(What you should do) Print exactly the lines from the one containing "Keypoint placement rule: for each instance of the patio" through the last line of the listing, both included.
********
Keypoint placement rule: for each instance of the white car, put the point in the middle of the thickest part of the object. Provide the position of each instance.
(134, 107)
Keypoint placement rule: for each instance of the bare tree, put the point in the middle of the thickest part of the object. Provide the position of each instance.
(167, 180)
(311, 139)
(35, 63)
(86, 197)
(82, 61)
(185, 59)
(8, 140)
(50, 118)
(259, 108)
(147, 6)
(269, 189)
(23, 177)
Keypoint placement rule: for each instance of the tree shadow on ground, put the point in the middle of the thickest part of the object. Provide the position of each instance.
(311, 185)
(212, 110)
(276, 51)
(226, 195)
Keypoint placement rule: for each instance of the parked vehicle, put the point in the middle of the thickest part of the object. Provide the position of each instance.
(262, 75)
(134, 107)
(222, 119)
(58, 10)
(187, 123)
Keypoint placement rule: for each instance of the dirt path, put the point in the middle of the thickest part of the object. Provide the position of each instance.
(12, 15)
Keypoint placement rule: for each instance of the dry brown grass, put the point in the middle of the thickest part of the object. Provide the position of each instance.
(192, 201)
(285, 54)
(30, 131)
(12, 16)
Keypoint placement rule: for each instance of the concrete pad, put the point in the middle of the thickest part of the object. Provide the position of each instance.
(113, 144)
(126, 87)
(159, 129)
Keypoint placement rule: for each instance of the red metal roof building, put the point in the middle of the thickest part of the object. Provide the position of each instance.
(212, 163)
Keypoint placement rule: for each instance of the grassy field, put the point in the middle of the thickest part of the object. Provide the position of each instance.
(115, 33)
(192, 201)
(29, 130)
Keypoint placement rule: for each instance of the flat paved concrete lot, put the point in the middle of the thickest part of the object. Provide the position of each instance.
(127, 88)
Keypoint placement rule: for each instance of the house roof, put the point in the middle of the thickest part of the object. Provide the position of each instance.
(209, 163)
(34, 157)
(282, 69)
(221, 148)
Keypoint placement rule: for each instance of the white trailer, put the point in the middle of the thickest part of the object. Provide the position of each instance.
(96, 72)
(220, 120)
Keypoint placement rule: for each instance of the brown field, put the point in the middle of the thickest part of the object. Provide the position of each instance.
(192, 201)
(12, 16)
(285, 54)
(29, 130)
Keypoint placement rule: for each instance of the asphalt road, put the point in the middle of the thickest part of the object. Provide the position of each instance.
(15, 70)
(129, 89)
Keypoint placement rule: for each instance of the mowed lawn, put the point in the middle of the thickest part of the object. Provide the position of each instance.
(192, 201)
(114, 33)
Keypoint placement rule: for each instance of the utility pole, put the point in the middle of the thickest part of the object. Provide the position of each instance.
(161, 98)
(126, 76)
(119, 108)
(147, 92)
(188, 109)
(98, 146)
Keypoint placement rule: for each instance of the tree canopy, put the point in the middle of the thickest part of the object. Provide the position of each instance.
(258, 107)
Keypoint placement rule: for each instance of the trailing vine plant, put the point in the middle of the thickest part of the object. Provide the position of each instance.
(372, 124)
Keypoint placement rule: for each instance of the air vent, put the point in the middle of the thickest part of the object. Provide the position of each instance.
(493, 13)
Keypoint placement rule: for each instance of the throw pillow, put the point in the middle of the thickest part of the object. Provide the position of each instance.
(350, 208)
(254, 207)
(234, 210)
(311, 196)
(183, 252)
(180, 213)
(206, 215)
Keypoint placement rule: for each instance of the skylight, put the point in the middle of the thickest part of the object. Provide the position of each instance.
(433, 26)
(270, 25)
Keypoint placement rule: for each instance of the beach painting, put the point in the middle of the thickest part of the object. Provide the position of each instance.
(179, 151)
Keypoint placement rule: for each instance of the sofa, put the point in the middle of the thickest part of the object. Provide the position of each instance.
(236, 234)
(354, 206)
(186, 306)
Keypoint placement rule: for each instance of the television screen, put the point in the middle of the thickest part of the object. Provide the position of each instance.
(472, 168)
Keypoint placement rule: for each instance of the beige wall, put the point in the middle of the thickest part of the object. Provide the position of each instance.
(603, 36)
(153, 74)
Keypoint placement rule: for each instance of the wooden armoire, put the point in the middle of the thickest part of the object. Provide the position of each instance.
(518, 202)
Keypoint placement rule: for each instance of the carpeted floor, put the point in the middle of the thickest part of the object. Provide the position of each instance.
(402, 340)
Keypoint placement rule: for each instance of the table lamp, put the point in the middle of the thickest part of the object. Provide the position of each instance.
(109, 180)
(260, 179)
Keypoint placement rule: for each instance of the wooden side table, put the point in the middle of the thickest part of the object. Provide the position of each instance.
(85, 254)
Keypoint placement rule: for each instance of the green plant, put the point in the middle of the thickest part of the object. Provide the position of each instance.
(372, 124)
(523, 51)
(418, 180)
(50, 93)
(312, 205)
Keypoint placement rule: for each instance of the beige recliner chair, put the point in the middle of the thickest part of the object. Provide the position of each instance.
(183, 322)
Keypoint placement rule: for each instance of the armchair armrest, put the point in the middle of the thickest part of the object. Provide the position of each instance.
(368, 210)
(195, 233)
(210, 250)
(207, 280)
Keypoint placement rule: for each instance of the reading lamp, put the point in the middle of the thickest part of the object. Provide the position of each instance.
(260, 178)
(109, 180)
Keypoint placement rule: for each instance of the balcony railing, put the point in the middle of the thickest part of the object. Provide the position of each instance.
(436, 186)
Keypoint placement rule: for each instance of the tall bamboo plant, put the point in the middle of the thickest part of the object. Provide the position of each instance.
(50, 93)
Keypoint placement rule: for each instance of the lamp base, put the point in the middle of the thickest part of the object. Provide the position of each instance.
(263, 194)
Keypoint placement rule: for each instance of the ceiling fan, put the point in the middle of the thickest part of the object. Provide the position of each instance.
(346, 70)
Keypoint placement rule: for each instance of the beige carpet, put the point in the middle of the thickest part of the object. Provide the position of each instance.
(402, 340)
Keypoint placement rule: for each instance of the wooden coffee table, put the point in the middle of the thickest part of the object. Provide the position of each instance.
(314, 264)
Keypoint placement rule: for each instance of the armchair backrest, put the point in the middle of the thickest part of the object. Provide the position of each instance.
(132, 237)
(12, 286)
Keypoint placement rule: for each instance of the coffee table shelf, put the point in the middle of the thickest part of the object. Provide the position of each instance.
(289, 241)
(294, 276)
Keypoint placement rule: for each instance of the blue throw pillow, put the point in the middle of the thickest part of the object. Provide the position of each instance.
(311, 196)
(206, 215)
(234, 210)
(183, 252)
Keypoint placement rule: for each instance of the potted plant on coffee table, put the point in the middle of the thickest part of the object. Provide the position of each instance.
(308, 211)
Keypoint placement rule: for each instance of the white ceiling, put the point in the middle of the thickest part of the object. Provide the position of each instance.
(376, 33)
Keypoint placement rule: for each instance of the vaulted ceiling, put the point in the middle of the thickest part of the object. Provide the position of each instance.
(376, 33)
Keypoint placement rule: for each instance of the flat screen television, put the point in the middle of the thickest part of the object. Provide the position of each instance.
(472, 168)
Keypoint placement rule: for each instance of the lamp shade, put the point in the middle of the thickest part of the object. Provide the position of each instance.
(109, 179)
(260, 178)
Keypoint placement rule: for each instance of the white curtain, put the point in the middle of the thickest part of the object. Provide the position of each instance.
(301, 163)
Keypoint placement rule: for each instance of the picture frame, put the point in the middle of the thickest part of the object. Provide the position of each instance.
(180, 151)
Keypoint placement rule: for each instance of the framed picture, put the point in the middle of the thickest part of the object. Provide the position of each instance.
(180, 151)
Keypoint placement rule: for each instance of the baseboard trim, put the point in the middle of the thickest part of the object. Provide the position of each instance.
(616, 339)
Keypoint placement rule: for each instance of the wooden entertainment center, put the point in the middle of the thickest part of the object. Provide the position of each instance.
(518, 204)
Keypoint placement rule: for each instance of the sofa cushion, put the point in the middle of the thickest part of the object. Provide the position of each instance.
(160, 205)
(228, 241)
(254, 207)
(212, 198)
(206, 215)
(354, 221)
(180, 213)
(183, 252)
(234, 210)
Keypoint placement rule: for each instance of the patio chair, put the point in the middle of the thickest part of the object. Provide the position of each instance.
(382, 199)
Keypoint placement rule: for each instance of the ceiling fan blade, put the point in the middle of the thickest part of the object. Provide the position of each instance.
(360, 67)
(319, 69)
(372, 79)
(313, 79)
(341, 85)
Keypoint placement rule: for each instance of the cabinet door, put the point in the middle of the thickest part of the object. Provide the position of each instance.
********
(Solution for this problem)
Keypoint placement rule: for each instance of the patio chair, put the point in the middle of the thickest part of the object. Provide the position of each instance.
(382, 199)
Keypoint placement rule: for each instance of the ceiling fan blade, put the point in the middle of the thickest part of the object. Provide the position of each instance.
(360, 67)
(319, 69)
(372, 79)
(313, 79)
(341, 85)
Keypoint placement rule: for each instance of the cabinet door, put the point in the middle of the thickest part of the object. Provide the position of each instance.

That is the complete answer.